# [Exercise objective]
Gather every line in the entries below that contains the word "cloud", and copy each of those lines in full.

◆ ◆ ◆ ◆ ◆

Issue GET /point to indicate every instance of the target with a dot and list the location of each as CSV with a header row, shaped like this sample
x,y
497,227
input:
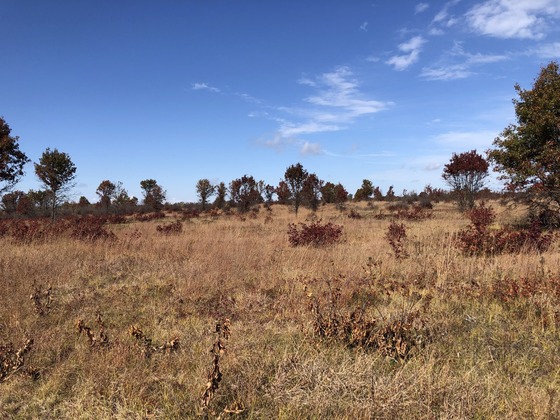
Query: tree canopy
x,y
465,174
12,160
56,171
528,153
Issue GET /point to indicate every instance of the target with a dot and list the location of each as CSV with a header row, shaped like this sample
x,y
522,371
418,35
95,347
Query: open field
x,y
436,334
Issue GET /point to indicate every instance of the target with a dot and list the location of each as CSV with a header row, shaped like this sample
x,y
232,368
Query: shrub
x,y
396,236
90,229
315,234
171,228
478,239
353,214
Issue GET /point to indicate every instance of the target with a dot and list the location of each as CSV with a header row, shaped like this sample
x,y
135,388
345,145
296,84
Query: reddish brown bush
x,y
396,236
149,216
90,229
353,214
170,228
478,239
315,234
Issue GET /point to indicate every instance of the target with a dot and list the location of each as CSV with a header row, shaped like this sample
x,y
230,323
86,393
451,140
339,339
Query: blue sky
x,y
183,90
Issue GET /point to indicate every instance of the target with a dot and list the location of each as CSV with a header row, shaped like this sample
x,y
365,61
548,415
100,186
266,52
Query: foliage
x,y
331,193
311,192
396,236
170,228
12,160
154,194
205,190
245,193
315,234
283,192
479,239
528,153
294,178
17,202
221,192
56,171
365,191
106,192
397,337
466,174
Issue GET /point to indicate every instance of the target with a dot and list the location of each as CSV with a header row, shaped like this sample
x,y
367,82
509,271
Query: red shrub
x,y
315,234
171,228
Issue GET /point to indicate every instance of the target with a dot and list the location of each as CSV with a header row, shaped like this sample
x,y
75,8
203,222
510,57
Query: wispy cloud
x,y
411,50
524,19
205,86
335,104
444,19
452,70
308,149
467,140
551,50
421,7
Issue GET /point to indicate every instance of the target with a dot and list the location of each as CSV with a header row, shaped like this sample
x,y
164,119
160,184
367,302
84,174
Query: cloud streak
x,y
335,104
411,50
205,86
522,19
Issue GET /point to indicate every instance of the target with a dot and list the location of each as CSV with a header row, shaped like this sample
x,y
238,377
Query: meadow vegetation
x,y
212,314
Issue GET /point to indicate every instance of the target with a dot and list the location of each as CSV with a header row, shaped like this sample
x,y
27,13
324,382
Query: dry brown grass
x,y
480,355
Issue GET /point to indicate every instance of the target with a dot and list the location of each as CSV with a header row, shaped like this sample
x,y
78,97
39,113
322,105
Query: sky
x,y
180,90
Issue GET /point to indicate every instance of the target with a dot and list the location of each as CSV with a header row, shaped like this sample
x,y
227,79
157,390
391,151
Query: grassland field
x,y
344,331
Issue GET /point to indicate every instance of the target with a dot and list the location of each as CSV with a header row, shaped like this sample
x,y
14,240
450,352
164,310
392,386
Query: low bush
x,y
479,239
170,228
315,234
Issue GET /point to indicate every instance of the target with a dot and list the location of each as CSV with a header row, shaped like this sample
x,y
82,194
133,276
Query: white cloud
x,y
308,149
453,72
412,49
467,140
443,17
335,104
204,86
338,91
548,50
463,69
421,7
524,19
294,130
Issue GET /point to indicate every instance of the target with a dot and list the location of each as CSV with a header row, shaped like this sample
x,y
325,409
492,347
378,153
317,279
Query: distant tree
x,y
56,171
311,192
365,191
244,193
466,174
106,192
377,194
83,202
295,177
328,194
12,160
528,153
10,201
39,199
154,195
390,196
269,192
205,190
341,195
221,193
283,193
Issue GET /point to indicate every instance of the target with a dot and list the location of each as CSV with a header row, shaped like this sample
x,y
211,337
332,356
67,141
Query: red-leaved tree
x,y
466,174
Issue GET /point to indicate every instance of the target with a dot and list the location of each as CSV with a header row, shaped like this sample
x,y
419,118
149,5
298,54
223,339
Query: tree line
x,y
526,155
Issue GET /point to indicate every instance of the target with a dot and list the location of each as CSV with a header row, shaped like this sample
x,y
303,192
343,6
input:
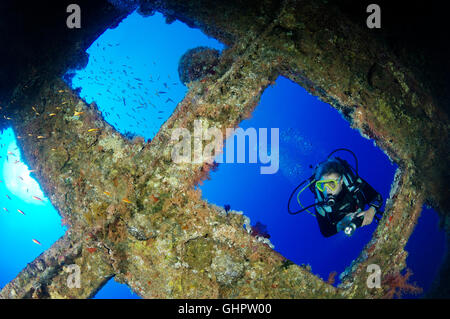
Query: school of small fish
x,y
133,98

◆ ◆ ◆ ◆ ◆

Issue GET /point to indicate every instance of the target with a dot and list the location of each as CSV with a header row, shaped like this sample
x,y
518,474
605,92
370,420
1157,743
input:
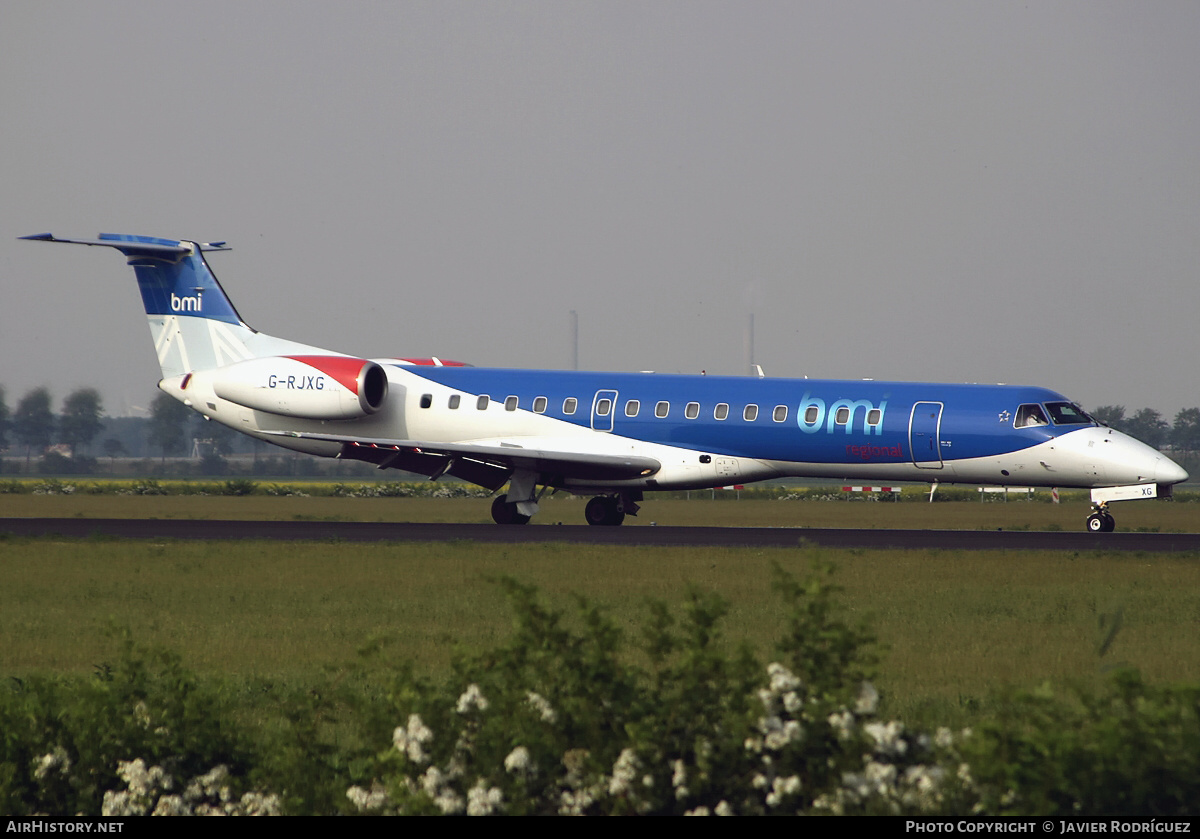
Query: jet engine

◆ ◆ ◆ ◆ ◆

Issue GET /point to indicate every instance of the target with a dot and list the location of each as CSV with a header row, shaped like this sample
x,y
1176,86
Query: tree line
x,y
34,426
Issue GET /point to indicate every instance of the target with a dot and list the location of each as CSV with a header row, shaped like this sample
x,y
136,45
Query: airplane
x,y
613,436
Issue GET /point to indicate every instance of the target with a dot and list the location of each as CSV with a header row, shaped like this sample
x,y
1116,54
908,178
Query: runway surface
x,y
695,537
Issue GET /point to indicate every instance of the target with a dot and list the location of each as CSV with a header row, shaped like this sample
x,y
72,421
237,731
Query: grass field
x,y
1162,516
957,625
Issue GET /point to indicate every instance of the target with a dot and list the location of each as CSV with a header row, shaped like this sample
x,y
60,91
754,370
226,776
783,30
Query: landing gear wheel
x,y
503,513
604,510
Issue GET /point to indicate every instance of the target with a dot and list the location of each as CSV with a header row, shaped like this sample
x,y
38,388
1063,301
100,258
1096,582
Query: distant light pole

◆ ◆ ◆ ◆ ◆

# [Exercise output]
Query: wispy cloud
Query: cloud streak
Query: white cloud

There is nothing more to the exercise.